Written problem A
From the thread on pg_upgrade, locale and encoding, copy word for word the part that opens with "Wow, I never" and closes with "think it's worth trying to back-patch this.".

Source document

-- START --

Thread: pg_upgrade, locale and encoding

pg_upgrade, locale and encoding

From
Heikki Linnakangas
Date:
While looking at bug #11431, I noticed that pg_upgrade still seems to
think that encoding and locale are cluster-wide properties. We got
per-database locale support in 8.4, and encoding has been per-database
much longer than that.

pg_upgrade checks the encoding and locale of template0 in both clusters,
and throws an error if they don't match. But it doesn't check the locale
or encoding of postgres or template1 databases. That leads to problems
if e.g. the postgres database was dropped and recreated with a different
encoding or locale in the old cluster. We will merrily upgrade it, but
strings in the database will be incorrectly encoded.

I propose the attached patch, for git master. It's more complicated in
back-branches, as they still support upgrading from pre-8.4 clusters. We
haven't heard any complaints from the field on this, so I don't think
it's worth trying to back-patch this.

This slightly changes the way the locale comparison works. First, it
ignores the encoding suffix of the locale name. It's of course important
that the databases have a compatible encoding, but pg_database has a
separate field for encoding, and that's now compared directly. Secondly,
it tries to canonicalize the names, by calling setlocale(). That seems
like a good idea, in response to bug #11431
(http://www.postgresql.org/message-id/5424090E.9060700@vmware.com).

- Heikki

Attachment

Re: pg_upgrade, locale and encoding

From
Bruce Momjian
Date:
On Tue, Oct  7, 2014 at 03:52:24PM +0300, Heikki Linnakangas wrote:
> While looking at bug #11431, I noticed that pg_upgrade still seems
> to think that encoding and locale are cluster-wide properties. We
> got per-database locale support in 8.4, and encoding has been
> per-database much longer than that.
> 
> pg_upgrade checks the encoding and locale of template0 in both
> clusters, and throws an error if they don't match. But it doesn't
> check the locale or encoding of postgres or template1 databases.
> That leads to problems if e.g. the postgres database was dropped and
> recreated with a different encoding or locale in the old cluster. We
> will merrily upgrade it, but strings in the database will be
> incorrectly encoded.

Wow, I never thought someone would do that, but they certainly could ---
good catch.

> I propose the attached patch, for git master. It's more complicated
> in back-branches, as they still support upgrading from pre-8.4
> clusters. We haven't heard any complaints from the field on this, so
> I don't think it's worth trying to back-patch this.

Agreed.

--  Bruce Momjian  <bruce@momjian.us>        http://momjian.us EnterpriseDB
http://enterprisedb.com
 + Everyone has their own god. +

-- END --

Named-object pointing records
-- START --

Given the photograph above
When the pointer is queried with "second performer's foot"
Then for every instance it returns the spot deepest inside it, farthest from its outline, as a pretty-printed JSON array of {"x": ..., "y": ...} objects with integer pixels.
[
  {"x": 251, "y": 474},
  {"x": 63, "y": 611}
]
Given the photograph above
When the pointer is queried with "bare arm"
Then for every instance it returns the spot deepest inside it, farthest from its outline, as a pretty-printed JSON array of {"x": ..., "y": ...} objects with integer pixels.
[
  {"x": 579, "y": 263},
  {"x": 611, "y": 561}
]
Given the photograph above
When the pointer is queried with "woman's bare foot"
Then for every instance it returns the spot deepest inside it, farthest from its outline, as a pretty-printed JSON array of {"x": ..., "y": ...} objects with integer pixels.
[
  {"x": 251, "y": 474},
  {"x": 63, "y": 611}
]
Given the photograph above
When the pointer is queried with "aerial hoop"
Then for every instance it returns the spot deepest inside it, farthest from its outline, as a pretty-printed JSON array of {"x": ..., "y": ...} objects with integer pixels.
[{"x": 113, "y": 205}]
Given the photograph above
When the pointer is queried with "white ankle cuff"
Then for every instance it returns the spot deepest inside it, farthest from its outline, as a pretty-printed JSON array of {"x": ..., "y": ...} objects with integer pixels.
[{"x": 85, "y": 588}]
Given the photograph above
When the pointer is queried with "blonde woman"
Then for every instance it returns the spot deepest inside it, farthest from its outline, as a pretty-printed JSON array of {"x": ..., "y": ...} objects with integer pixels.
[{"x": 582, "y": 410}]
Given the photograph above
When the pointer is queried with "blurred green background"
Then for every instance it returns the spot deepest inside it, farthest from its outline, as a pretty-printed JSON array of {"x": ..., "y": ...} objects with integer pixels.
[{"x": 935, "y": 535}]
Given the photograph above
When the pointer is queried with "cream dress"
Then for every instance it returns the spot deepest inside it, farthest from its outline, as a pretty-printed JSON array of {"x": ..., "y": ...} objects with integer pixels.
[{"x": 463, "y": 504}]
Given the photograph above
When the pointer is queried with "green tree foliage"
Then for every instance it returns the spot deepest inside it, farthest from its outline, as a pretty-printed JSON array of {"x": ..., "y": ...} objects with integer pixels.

-- END --

Written problem B
Count the lines in the listing that contain the string "queried", treating uppercase and lowercase as different, and give only the number.

Exercise result A
Wow, I never thought someone would do that, but they certainly could ---
good catch.

> I propose the attached patch, for git master. It's more complicated
> in back-branches, as they still support upgrading from pre-8.4
> clusters. We haven't heard any complaints from the field on this, so
> I don't think it's worth trying to back-patch this.

Exercise result B
9